Goal 1:
Translate this sentence from the model training text into Spanish: "It was necessary to decrease the LR to 0.005."
Goal 2:
Reproduce everything in the model training text from "Best model saved" down to "saver_restore = tf.train.Saver()".

---------- Reading text

Epoch 0, Training MSE = 1.369, Validation MSE = 1.531
Epoch 100, Training MSE = 0.5234, Validation MSE = 0.5306
Epoch 200, Training MSE = 0.5227, Validation MSE = 0.5341
Epoch 300, Training MSE = 0.5238, Validation MSE = 0.5449
Epoch 139 with minimum validation error 0.5239.
Best model saved as: ./tmp/best_model-20170815205237.ckpt
Training time: 21.45600 seconds


### Testing the best model

In [6]:
saver_restore = tf.train.Saver()
with tf.Session() as sess:
    saver_restore.restore(sess, best_model_path) #restoring the previous model saved.
    best_theta = theta.eval()
    final_error = mse.eval(feed_dict={X: X_test_scaled_plus_bias, y: y_test})

print("\n*-*-*-*-*-*-* Final test results *-*-*-*-*-*-*") 
print("Best theta:\n", best_theta)
print("Final test set error: ", final_error)


*-*-*-*-*-*-* Final test results *-*-*-*-*-*-*
Best theta:
 [[ 2.06383395]
 [ 0.83894938]
 [ 0.11557128]
 [-0.2354842 ]
 [ 0.28999415]
 [-0.01035487]
 [ 0.00870804]
 [-0.86221409]
 [-0.83403569]]
Final test set error:  0.537006


### Conclusions and final remarks

- By descreasing the size of the training set to 60% of the total when including the validation set, using the original learning_rate = 0.01 actually made the algorithm diverge. It was necessary to decrease the LR to 0.005.

--------------------
---------- Data excerpts

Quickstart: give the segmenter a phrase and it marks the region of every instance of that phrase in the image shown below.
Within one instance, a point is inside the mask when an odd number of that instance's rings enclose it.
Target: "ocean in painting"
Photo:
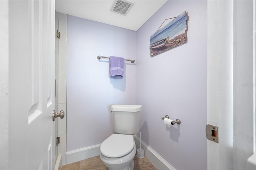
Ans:
[[[150,36],[150,56],[153,56],[186,42],[186,11]]]

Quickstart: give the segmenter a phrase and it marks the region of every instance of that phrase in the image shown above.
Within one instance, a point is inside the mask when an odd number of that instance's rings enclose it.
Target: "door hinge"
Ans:
[[[60,38],[60,32],[58,30],[57,30],[57,38]]]
[[[60,144],[60,137],[57,137],[56,138],[56,145],[58,146],[58,144]]]

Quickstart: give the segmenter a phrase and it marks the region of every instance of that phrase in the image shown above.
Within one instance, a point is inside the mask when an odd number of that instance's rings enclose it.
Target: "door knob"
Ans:
[[[52,121],[55,120],[55,118],[60,117],[60,119],[63,119],[65,116],[65,113],[63,111],[61,111],[59,113],[56,113],[55,111],[52,111]]]

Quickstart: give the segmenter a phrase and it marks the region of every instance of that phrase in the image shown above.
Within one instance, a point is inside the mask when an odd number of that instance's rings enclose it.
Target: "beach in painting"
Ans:
[[[150,37],[150,56],[152,57],[187,42],[188,17],[184,11]]]

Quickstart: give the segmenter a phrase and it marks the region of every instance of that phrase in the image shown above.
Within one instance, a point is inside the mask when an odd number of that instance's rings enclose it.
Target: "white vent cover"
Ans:
[[[133,4],[133,2],[127,0],[116,0],[113,3],[110,11],[126,16]]]

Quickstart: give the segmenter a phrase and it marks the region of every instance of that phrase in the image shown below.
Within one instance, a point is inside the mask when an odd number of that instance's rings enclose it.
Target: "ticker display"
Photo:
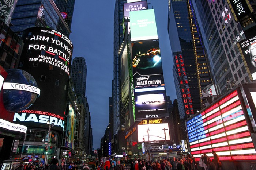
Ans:
[[[237,44],[249,77],[251,81],[256,80],[256,35],[251,36]]]
[[[133,43],[132,47],[135,88],[164,85],[158,41]]]
[[[186,121],[191,155],[214,150],[221,160],[256,159],[240,100],[236,90]]]
[[[135,119],[168,117],[164,87],[135,89]]]
[[[130,12],[131,41],[158,39],[154,9]]]
[[[165,131],[166,140],[170,139],[168,123],[139,124],[138,125],[137,129],[138,142],[143,142],[143,138],[145,142],[148,141],[148,140],[150,142],[154,140],[165,140]],[[166,130],[165,131],[164,129]]]
[[[14,122],[28,128],[64,129],[69,69],[73,45],[65,35],[46,28],[33,27],[24,31],[26,40],[19,69],[30,73],[41,90],[38,98],[29,109],[16,113]]]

--------------------

Written response 1:
Fue necesario reducir la LR a 0.005.

Written response 2:
Best model saved as: ./tmp/best_model-20170815205237.ckpt
Training time: 21.45600 seconds


### Testing the best model

In [6]:
saver_restore = tf.train.Saver()